▶ SET TASK
Copy out everything from the line containing "[tag] braided hair (a dot for each instance)" down to the last of the rows, including both ends.

%%

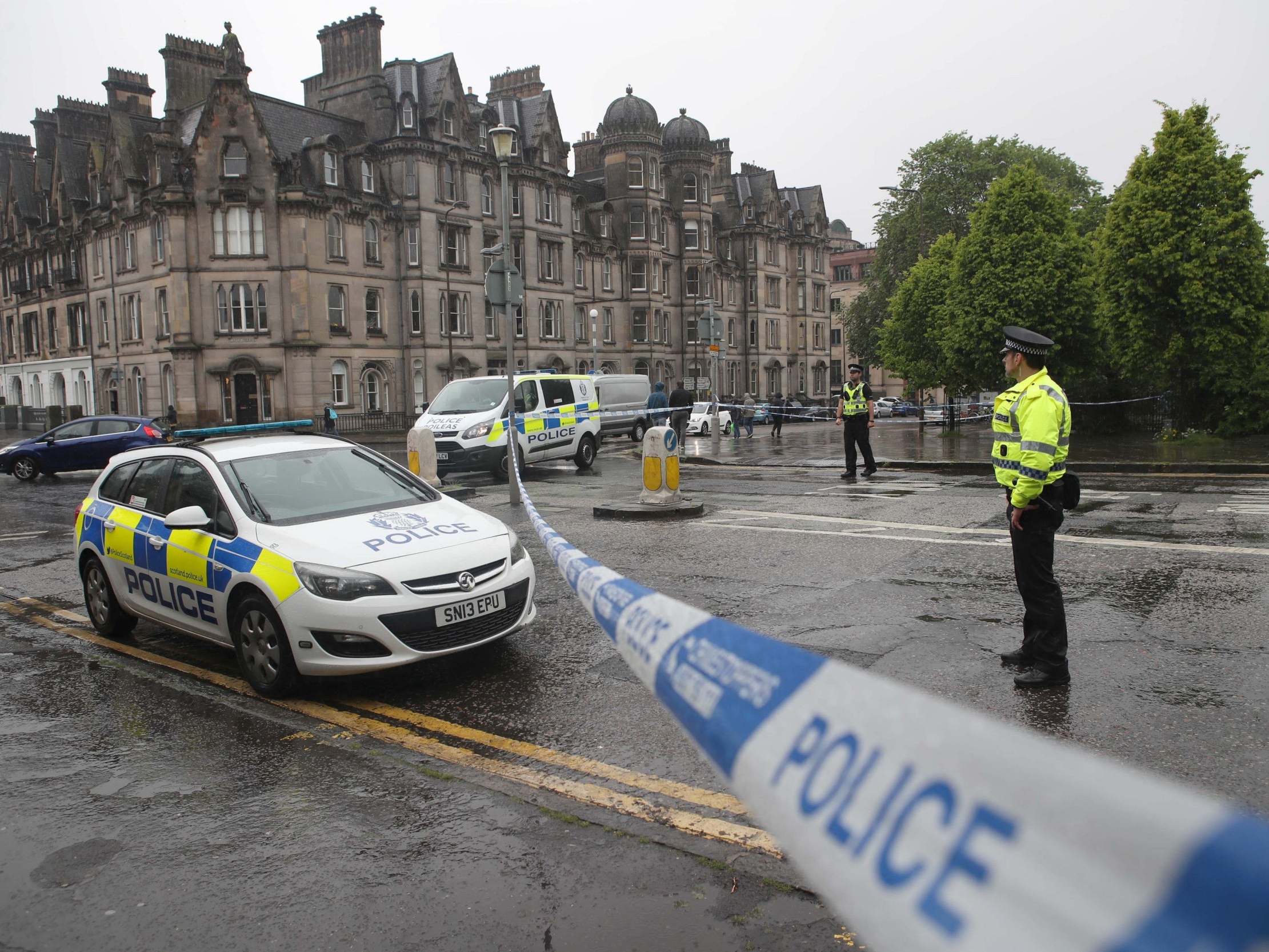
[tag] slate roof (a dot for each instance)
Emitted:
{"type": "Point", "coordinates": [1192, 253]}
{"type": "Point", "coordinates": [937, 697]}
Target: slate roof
{"type": "Point", "coordinates": [289, 125]}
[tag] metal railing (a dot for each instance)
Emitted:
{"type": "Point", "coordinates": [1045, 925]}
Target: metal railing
{"type": "Point", "coordinates": [385, 422]}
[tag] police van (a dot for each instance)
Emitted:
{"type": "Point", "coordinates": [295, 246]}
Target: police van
{"type": "Point", "coordinates": [555, 419]}
{"type": "Point", "coordinates": [303, 553]}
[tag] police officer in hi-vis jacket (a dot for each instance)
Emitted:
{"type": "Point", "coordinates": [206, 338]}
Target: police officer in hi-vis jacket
{"type": "Point", "coordinates": [1032, 433]}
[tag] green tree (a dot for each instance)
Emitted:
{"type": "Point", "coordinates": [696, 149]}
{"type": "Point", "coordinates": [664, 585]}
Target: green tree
{"type": "Point", "coordinates": [1183, 279]}
{"type": "Point", "coordinates": [1022, 263]}
{"type": "Point", "coordinates": [954, 174]}
{"type": "Point", "coordinates": [909, 338]}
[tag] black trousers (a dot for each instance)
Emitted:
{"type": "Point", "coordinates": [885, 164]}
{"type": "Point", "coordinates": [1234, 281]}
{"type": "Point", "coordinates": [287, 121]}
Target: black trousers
{"type": "Point", "coordinates": [1044, 616]}
{"type": "Point", "coordinates": [856, 429]}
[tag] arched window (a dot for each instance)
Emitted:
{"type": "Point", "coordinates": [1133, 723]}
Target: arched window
{"type": "Point", "coordinates": [235, 160]}
{"type": "Point", "coordinates": [169, 386]}
{"type": "Point", "coordinates": [375, 397]}
{"type": "Point", "coordinates": [339, 383]}
{"type": "Point", "coordinates": [335, 307]}
{"type": "Point", "coordinates": [690, 187]}
{"type": "Point", "coordinates": [139, 391]}
{"type": "Point", "coordinates": [334, 237]}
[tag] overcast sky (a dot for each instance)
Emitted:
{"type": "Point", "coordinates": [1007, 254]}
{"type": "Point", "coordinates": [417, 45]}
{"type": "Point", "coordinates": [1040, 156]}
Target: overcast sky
{"type": "Point", "coordinates": [830, 93]}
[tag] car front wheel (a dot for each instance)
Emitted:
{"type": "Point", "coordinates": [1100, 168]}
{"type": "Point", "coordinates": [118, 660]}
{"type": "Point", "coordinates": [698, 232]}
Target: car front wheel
{"type": "Point", "coordinates": [103, 609]}
{"type": "Point", "coordinates": [263, 649]}
{"type": "Point", "coordinates": [26, 467]}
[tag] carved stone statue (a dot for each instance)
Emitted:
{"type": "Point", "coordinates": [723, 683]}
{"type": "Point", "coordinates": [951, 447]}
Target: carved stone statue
{"type": "Point", "coordinates": [235, 61]}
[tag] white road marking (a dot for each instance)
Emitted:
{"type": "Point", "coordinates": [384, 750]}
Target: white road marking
{"type": "Point", "coordinates": [1003, 535]}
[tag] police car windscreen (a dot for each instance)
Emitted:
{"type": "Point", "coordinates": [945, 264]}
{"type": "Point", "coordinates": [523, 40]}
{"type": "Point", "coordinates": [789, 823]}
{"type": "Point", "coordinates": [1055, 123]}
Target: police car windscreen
{"type": "Point", "coordinates": [470, 397]}
{"type": "Point", "coordinates": [322, 484]}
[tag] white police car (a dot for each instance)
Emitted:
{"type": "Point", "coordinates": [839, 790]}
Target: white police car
{"type": "Point", "coordinates": [555, 421]}
{"type": "Point", "coordinates": [306, 554]}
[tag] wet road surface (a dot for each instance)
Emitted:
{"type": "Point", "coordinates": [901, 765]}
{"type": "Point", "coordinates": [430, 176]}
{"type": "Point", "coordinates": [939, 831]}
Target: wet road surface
{"type": "Point", "coordinates": [443, 805]}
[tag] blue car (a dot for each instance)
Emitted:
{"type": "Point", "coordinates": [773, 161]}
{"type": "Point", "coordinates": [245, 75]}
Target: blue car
{"type": "Point", "coordinates": [87, 443]}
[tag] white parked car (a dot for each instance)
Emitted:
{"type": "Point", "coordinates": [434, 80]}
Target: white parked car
{"type": "Point", "coordinates": [702, 419]}
{"type": "Point", "coordinates": [305, 554]}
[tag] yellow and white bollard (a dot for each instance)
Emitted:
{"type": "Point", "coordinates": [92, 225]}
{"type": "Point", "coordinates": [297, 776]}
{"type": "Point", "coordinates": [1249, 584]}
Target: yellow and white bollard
{"type": "Point", "coordinates": [421, 446]}
{"type": "Point", "coordinates": [660, 467]}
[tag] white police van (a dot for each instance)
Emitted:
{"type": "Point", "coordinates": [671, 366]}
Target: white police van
{"type": "Point", "coordinates": [305, 554]}
{"type": "Point", "coordinates": [555, 419]}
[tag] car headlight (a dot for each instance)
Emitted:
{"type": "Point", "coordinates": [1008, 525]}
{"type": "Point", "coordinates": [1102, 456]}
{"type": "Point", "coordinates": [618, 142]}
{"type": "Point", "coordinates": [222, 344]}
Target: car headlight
{"type": "Point", "coordinates": [518, 551]}
{"type": "Point", "coordinates": [341, 584]}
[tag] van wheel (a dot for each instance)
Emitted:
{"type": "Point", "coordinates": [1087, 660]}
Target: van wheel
{"type": "Point", "coordinates": [263, 649]}
{"type": "Point", "coordinates": [103, 609]}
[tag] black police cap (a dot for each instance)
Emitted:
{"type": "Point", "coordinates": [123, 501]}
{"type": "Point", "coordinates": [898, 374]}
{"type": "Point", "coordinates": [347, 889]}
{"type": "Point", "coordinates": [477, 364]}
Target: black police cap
{"type": "Point", "coordinates": [1026, 342]}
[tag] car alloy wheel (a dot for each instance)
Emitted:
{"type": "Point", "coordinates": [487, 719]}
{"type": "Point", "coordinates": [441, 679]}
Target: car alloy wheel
{"type": "Point", "coordinates": [262, 649]}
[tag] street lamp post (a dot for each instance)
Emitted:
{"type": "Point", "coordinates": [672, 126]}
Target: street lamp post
{"type": "Point", "coordinates": [503, 138]}
{"type": "Point", "coordinates": [594, 342]}
{"type": "Point", "coordinates": [450, 301]}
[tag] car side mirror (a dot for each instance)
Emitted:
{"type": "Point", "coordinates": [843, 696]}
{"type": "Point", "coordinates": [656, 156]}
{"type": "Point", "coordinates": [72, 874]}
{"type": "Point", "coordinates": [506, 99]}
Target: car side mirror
{"type": "Point", "coordinates": [191, 517]}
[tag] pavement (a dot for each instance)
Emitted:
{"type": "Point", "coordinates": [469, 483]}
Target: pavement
{"type": "Point", "coordinates": [533, 795]}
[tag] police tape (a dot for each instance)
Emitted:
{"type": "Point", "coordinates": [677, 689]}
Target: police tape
{"type": "Point", "coordinates": [927, 825]}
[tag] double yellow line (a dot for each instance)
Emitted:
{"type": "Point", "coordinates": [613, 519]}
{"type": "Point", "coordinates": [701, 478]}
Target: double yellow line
{"type": "Point", "coordinates": [385, 730]}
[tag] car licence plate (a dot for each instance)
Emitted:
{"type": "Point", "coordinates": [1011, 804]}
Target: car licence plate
{"type": "Point", "coordinates": [469, 610]}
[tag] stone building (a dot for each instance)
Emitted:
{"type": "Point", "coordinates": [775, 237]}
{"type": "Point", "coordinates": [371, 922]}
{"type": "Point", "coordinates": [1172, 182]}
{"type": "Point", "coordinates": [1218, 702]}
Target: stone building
{"type": "Point", "coordinates": [243, 258]}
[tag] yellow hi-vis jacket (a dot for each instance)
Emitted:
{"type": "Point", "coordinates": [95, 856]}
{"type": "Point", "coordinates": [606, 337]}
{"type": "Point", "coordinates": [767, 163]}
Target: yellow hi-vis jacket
{"type": "Point", "coordinates": [1032, 429]}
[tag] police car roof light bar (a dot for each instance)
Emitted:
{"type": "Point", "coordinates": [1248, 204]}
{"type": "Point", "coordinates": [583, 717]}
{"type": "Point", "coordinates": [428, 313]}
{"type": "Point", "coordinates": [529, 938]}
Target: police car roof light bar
{"type": "Point", "coordinates": [243, 429]}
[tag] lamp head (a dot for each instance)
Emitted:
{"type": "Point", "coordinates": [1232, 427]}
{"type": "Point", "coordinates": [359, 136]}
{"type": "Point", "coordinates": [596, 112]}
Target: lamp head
{"type": "Point", "coordinates": [502, 138]}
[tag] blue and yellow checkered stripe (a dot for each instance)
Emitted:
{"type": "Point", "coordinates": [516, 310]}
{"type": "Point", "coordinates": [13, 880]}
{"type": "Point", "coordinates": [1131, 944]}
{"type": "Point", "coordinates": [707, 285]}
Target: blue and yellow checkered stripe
{"type": "Point", "coordinates": [190, 557]}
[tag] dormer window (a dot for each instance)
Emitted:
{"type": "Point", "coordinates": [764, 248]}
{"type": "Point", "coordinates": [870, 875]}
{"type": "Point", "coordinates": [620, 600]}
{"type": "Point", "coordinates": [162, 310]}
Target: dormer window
{"type": "Point", "coordinates": [235, 160]}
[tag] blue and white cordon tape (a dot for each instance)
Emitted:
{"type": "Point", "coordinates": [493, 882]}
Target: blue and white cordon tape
{"type": "Point", "coordinates": [927, 825]}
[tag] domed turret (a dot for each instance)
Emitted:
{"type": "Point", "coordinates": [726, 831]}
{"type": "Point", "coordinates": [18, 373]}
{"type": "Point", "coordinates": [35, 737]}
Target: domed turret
{"type": "Point", "coordinates": [684, 134]}
{"type": "Point", "coordinates": [630, 116]}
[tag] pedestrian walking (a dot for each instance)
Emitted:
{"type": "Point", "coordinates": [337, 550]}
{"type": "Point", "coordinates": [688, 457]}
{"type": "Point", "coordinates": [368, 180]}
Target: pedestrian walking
{"type": "Point", "coordinates": [856, 414]}
{"type": "Point", "coordinates": [747, 415]}
{"type": "Point", "coordinates": [1032, 428]}
{"type": "Point", "coordinates": [658, 404]}
{"type": "Point", "coordinates": [680, 408]}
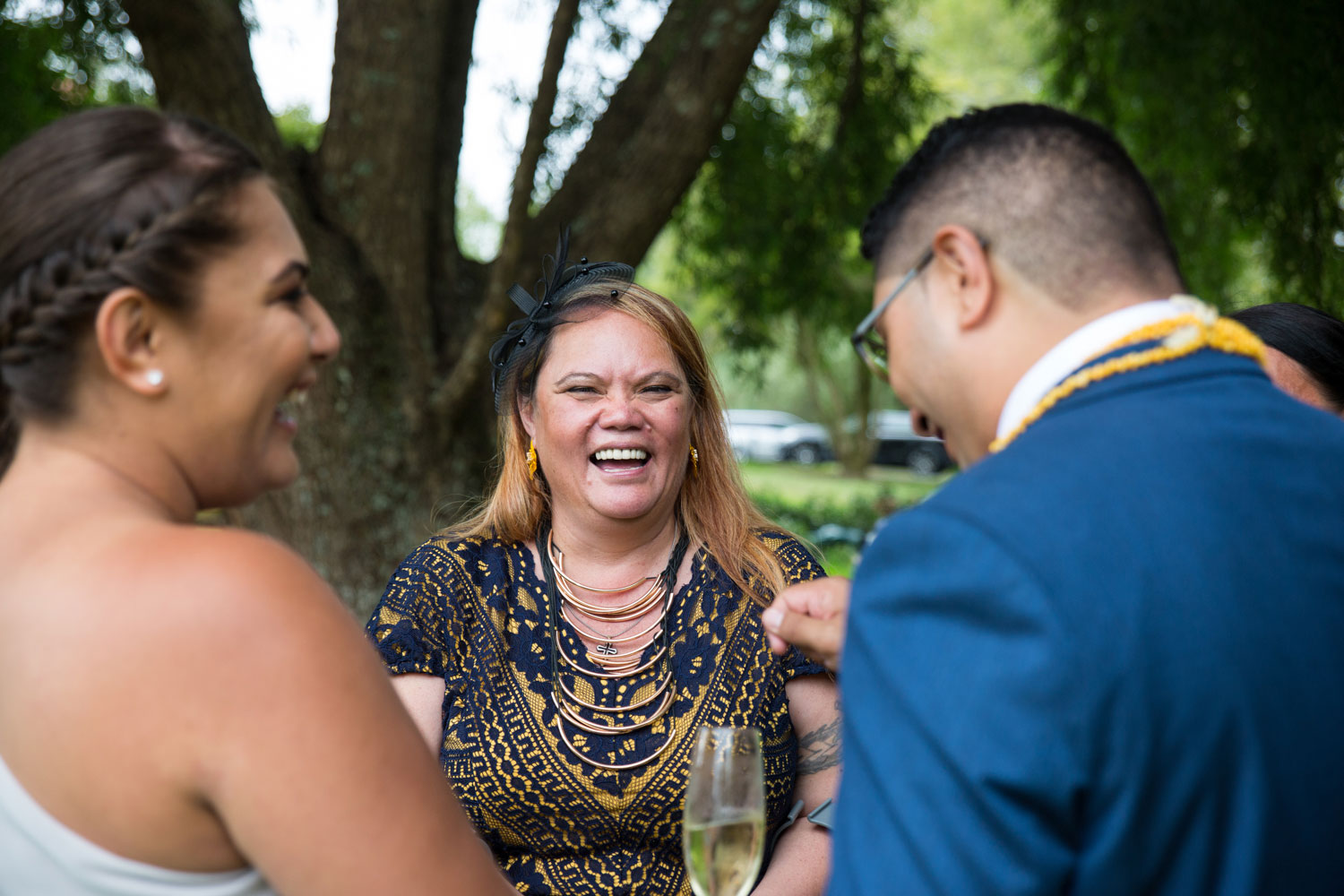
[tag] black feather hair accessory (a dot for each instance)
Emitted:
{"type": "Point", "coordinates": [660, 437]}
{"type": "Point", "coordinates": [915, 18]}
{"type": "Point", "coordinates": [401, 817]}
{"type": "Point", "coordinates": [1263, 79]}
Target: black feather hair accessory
{"type": "Point", "coordinates": [542, 311]}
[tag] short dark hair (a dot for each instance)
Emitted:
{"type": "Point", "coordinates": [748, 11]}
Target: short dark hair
{"type": "Point", "coordinates": [1311, 338]}
{"type": "Point", "coordinates": [1054, 194]}
{"type": "Point", "coordinates": [109, 198]}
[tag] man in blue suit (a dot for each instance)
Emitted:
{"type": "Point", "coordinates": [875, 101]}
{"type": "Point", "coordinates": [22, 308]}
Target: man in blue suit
{"type": "Point", "coordinates": [1109, 656]}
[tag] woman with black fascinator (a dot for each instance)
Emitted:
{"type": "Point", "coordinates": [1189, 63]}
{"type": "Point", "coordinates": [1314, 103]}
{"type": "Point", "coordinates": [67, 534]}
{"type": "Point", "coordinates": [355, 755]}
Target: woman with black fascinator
{"type": "Point", "coordinates": [561, 648]}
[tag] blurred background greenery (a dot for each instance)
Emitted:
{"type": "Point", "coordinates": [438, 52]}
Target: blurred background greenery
{"type": "Point", "coordinates": [1231, 108]}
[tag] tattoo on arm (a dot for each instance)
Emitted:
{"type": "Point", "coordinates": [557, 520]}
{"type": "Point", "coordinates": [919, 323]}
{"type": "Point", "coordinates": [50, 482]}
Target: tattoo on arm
{"type": "Point", "coordinates": [820, 747]}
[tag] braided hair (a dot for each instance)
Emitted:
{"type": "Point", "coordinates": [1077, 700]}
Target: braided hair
{"type": "Point", "coordinates": [102, 199]}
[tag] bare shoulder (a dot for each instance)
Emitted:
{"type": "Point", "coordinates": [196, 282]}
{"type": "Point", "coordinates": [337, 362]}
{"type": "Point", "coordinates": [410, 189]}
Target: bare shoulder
{"type": "Point", "coordinates": [228, 592]}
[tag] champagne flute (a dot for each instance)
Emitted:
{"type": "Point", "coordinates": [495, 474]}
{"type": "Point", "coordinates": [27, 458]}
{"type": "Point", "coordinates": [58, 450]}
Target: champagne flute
{"type": "Point", "coordinates": [723, 821]}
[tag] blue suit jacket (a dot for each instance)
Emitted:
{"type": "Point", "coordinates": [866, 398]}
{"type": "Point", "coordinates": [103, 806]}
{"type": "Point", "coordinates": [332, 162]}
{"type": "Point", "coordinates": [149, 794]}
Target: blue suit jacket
{"type": "Point", "coordinates": [1109, 659]}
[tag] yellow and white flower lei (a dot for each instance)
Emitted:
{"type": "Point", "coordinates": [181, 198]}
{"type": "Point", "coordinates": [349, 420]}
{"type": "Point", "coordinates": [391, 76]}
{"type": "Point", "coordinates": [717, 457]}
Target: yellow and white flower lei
{"type": "Point", "coordinates": [1199, 325]}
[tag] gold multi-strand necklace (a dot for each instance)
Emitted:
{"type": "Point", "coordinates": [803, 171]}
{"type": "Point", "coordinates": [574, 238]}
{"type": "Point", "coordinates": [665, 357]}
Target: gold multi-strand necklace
{"type": "Point", "coordinates": [612, 664]}
{"type": "Point", "coordinates": [1199, 327]}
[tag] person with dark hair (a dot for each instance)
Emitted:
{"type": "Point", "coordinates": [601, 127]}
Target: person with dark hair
{"type": "Point", "coordinates": [156, 331]}
{"type": "Point", "coordinates": [561, 648]}
{"type": "Point", "coordinates": [1304, 351]}
{"type": "Point", "coordinates": [1105, 659]}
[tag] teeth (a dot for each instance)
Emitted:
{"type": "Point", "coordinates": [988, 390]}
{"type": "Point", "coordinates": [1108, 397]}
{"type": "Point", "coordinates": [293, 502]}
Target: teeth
{"type": "Point", "coordinates": [621, 454]}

%%

▶ EXERCISE OUTPUT
[tag] braided hair (a dot for each instance)
Emitted:
{"type": "Point", "coordinates": [1077, 700]}
Target: braided hair
{"type": "Point", "coordinates": [102, 199]}
[tag] bare shoulder (a dot for each instance)
Emitted:
{"type": "Point", "coordinates": [196, 282]}
{"type": "Point", "coordinates": [337, 362]}
{"type": "Point", "coordinates": [410, 189]}
Target: bare shoulder
{"type": "Point", "coordinates": [228, 592]}
[tag] champagne flute (a dot for each instance)
Emitted:
{"type": "Point", "coordinates": [495, 474]}
{"type": "Point", "coordinates": [27, 458]}
{"type": "Point", "coordinates": [58, 450]}
Target: champagne flute
{"type": "Point", "coordinates": [723, 821]}
[tag] blue suit jacket (a dot for each instance)
Emitted:
{"type": "Point", "coordinates": [866, 398]}
{"type": "Point", "coordinates": [103, 806]}
{"type": "Point", "coordinates": [332, 162]}
{"type": "Point", "coordinates": [149, 794]}
Target: blue suit jacket
{"type": "Point", "coordinates": [1109, 659]}
[tag] yellow and white flower lei (a dot for each instance)
Emitted:
{"type": "Point", "coordinates": [181, 198]}
{"type": "Point", "coordinates": [349, 420]}
{"type": "Point", "coordinates": [391, 76]}
{"type": "Point", "coordinates": [717, 457]}
Target: yellow and white flower lei
{"type": "Point", "coordinates": [1199, 325]}
[tag] gold multi-strand necklace (a dot for each instance)
Emitted:
{"type": "Point", "coordinates": [803, 171]}
{"type": "Point", "coordinates": [574, 238]}
{"type": "Point", "coordinates": [665, 357]}
Target: gold multi-strand necklace
{"type": "Point", "coordinates": [612, 664]}
{"type": "Point", "coordinates": [1199, 327]}
[tag] person with dark hair (a dot for each instance)
Emitted:
{"type": "Point", "coordinates": [601, 127]}
Target: person with dark hair
{"type": "Point", "coordinates": [156, 331]}
{"type": "Point", "coordinates": [561, 648]}
{"type": "Point", "coordinates": [1304, 351]}
{"type": "Point", "coordinates": [1105, 659]}
[tag] teeth (a dot for each instance)
Emitted:
{"type": "Point", "coordinates": [988, 390]}
{"type": "Point", "coordinates": [1108, 397]}
{"type": "Point", "coordinates": [293, 502]}
Target: teeth
{"type": "Point", "coordinates": [621, 454]}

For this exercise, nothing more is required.